* **Records shown**:
----

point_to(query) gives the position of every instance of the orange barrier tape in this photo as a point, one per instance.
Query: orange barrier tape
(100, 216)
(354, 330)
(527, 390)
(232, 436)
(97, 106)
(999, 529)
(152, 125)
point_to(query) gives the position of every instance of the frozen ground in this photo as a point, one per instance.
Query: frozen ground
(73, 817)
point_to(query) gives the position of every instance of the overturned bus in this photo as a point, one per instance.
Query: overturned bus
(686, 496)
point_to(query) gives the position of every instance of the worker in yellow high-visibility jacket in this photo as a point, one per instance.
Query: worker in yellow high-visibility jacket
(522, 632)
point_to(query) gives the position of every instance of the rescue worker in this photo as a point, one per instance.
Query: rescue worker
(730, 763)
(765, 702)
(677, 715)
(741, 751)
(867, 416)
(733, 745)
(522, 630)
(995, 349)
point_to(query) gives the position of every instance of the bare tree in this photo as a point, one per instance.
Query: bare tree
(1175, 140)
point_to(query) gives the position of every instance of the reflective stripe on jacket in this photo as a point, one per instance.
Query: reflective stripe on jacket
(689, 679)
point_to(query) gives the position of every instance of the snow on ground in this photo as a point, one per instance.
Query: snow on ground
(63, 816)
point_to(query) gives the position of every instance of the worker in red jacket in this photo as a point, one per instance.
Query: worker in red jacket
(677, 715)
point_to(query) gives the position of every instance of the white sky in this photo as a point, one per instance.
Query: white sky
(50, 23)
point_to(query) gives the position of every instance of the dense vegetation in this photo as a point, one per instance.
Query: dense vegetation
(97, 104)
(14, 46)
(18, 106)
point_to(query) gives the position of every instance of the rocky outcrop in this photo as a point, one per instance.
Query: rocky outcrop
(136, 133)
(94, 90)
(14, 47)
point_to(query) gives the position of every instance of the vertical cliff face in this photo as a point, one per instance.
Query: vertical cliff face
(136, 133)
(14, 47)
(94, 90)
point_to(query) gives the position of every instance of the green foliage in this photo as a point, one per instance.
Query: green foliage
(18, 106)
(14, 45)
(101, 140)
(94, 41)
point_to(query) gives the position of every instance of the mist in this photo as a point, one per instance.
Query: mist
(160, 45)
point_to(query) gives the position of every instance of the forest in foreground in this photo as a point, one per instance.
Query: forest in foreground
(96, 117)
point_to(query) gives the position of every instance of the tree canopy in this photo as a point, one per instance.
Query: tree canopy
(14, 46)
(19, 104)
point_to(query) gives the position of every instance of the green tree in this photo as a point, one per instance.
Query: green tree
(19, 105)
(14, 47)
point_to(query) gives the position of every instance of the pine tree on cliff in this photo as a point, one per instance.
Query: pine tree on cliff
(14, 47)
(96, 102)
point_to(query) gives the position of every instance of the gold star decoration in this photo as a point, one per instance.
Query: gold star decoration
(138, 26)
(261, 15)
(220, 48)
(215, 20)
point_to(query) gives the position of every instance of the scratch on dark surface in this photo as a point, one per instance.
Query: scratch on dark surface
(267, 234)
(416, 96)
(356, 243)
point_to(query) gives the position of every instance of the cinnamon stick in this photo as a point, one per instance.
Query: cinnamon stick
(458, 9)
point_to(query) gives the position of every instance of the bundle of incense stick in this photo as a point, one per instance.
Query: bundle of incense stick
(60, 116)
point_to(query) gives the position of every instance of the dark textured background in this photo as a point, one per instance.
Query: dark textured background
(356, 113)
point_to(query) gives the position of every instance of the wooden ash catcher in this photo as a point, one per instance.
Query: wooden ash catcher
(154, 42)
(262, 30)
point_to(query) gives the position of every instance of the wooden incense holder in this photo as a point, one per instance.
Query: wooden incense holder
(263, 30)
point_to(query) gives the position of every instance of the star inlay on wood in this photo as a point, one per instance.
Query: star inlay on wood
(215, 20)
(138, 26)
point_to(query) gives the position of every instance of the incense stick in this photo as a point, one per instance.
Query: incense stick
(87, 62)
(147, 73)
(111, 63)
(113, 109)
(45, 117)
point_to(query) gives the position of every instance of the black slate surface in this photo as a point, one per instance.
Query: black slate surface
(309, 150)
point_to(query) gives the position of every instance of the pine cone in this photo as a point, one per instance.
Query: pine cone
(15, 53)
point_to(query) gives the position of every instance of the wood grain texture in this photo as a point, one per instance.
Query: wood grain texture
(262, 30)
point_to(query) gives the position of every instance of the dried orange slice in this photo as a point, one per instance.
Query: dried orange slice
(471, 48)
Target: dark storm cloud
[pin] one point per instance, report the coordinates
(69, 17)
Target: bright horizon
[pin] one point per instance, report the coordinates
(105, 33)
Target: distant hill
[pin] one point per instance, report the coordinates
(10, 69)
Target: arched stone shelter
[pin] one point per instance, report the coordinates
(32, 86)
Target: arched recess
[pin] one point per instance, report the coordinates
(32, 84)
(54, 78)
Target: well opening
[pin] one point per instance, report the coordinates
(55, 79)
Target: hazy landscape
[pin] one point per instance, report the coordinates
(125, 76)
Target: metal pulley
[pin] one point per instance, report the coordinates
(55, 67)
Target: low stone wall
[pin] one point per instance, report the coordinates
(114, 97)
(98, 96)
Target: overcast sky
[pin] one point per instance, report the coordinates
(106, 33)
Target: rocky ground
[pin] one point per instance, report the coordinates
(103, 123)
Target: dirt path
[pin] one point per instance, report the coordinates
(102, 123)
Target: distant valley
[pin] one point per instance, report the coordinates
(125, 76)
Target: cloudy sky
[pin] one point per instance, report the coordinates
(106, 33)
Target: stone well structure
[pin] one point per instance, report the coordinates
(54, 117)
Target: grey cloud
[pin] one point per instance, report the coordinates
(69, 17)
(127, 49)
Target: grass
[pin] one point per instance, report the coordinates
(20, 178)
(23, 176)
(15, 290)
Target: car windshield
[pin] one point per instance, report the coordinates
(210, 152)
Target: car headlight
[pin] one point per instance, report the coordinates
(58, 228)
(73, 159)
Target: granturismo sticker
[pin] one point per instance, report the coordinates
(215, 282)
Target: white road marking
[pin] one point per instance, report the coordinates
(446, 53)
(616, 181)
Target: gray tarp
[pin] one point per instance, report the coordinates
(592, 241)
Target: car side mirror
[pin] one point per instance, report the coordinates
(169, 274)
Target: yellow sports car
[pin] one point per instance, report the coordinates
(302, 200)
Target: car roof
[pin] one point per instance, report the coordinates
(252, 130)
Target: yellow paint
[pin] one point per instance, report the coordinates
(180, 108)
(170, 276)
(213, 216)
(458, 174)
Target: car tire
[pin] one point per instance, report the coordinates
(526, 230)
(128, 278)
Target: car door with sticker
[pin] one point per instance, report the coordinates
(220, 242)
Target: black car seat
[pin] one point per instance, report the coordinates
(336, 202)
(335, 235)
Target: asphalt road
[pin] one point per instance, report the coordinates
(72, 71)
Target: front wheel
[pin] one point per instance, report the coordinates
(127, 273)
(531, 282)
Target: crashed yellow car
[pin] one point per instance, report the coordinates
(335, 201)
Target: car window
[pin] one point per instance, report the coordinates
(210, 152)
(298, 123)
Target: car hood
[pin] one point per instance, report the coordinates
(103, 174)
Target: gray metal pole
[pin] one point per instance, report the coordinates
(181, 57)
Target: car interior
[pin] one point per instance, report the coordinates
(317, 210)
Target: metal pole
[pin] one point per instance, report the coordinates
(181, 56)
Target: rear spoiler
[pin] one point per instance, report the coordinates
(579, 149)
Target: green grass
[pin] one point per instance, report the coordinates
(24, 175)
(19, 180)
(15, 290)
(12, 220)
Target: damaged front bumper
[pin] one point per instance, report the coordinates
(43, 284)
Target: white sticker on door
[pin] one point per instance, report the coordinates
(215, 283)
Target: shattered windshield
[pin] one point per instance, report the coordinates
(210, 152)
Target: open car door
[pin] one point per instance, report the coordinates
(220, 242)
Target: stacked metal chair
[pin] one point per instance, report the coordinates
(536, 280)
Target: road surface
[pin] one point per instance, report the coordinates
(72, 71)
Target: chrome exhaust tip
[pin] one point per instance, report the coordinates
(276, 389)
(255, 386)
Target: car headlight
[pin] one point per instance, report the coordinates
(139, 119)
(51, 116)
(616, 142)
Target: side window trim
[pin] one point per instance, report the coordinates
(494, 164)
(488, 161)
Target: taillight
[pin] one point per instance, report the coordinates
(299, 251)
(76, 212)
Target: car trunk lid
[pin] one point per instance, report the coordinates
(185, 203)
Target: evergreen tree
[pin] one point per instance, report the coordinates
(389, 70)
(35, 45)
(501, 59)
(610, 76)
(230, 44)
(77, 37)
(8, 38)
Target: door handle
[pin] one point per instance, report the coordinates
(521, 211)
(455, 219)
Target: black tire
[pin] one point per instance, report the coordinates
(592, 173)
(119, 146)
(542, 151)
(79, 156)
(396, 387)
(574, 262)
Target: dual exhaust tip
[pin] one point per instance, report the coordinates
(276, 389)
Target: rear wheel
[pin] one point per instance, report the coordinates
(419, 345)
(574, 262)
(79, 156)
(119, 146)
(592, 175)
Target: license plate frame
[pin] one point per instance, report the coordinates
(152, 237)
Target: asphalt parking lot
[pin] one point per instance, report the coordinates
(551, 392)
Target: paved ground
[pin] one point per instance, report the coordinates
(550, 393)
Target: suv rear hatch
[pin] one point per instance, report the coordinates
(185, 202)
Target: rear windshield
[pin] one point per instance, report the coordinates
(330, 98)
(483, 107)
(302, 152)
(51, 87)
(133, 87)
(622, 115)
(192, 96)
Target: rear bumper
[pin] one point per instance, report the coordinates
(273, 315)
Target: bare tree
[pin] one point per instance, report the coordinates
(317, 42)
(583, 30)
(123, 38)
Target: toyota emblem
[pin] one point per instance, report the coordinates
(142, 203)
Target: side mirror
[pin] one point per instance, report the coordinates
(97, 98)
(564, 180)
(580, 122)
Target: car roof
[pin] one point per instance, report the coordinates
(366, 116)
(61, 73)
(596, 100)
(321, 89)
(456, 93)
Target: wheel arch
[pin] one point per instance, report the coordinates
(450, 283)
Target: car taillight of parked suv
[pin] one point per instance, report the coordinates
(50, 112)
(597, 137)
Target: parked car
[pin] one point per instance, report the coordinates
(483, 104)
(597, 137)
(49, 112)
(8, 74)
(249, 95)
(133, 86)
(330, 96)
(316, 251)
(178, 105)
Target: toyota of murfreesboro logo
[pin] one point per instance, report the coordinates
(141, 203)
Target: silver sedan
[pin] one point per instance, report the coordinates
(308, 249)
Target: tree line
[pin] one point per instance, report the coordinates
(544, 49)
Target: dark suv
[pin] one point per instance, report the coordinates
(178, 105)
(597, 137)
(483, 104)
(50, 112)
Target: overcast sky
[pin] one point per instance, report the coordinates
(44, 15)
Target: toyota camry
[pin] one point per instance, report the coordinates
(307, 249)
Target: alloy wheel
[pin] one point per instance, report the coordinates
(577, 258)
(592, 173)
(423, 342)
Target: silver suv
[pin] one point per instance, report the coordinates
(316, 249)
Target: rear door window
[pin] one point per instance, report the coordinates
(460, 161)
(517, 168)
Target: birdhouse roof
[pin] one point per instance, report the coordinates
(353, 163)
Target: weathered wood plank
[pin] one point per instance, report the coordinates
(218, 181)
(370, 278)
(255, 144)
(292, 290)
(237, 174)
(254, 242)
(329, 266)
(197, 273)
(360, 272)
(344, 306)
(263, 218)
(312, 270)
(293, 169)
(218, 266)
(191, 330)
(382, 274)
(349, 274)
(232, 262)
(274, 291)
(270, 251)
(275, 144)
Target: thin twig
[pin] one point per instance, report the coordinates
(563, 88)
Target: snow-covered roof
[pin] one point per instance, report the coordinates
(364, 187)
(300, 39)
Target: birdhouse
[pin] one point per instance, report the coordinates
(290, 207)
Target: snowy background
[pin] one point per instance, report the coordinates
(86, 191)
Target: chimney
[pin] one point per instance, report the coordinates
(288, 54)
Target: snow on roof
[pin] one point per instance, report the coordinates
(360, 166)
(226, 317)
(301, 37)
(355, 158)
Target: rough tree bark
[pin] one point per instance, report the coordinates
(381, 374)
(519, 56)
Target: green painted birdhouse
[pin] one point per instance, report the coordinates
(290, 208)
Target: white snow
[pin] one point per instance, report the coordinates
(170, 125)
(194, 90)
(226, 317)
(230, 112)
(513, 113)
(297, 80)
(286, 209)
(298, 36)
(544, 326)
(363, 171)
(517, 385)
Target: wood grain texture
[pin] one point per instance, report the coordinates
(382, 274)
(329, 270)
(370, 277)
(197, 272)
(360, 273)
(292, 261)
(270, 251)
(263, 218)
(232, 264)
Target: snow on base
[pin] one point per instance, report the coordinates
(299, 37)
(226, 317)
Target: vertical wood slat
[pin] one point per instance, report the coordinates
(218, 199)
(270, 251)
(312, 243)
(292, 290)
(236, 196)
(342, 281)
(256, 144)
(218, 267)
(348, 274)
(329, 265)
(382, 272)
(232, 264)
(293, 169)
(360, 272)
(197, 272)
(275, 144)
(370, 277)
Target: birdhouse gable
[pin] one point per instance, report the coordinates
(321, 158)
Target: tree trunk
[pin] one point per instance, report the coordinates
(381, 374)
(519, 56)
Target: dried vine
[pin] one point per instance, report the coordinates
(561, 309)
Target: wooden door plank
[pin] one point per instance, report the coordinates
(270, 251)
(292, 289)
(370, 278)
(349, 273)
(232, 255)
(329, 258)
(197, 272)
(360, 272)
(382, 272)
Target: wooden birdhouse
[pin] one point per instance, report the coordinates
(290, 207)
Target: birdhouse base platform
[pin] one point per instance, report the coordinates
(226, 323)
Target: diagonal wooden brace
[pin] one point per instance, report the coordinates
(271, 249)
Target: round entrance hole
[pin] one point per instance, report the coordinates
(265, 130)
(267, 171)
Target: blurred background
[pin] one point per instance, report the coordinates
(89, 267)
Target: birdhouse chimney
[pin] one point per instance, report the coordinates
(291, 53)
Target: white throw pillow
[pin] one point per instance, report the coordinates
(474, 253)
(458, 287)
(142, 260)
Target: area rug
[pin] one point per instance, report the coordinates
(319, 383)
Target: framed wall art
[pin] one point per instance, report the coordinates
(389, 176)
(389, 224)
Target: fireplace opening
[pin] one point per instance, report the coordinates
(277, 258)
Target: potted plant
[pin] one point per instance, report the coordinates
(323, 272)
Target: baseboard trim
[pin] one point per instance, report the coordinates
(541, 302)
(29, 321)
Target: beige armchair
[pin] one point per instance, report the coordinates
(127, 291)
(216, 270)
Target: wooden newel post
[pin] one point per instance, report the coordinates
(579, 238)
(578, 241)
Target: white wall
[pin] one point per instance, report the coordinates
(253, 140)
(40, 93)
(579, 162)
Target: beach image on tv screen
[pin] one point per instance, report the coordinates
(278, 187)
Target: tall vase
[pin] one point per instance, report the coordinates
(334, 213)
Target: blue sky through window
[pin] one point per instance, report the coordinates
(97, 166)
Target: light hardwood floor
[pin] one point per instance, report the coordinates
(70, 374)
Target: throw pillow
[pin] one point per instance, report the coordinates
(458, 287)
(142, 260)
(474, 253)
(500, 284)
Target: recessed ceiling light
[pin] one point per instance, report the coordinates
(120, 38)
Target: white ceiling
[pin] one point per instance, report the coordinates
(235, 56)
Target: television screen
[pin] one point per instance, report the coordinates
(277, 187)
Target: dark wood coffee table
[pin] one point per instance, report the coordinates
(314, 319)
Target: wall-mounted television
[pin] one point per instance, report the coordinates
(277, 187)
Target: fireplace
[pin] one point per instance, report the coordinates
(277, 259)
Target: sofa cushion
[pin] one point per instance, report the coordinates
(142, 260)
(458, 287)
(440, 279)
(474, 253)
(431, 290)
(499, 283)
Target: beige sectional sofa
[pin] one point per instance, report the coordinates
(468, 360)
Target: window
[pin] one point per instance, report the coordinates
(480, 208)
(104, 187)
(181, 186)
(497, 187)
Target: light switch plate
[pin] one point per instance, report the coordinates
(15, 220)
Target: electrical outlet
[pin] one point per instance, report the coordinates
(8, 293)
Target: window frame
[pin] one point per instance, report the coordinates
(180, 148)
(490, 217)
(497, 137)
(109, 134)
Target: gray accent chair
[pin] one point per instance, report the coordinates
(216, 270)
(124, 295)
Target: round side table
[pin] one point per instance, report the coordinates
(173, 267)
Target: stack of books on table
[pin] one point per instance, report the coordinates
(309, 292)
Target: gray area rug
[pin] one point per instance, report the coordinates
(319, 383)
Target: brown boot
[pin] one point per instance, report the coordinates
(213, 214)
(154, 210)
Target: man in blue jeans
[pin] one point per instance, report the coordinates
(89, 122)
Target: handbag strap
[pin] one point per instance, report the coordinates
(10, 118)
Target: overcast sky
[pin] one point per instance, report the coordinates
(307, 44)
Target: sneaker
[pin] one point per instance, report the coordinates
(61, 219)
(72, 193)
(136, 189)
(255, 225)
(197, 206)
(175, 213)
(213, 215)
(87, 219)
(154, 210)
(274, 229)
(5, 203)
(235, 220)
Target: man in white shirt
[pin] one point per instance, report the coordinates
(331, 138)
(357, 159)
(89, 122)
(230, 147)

----

* **Task brief**:
Copy the items verbatim, from the line containing "Target: stack of books on table" through the end of the items, including both ends.

* **Exercise output**:
Target: stack of books on table
[pin] one point per instance, report the coordinates
(309, 292)
Target: gray area rug
[pin] one point per instance, report the coordinates
(319, 383)
Target: brown boot
[pin] one point per instance, report the coordinates
(213, 214)
(154, 210)
Target: man in blue jeans
[pin] one point per instance, report the coordinates
(89, 122)
Target: handbag strap
[pin] one point per instance, report the coordinates
(10, 118)
Target: overcast sky
[pin] one point per instance, report the coordinates
(307, 44)
Target: sneaker
[pin] one point per instance, report the coordinates
(61, 219)
(72, 193)
(136, 189)
(255, 225)
(197, 206)
(175, 213)
(213, 215)
(87, 219)
(154, 210)
(274, 229)
(5, 203)
(235, 220)
Target: man in white shirt
[pin] one point per instance, report the coordinates
(331, 138)
(357, 159)
(89, 122)
(230, 147)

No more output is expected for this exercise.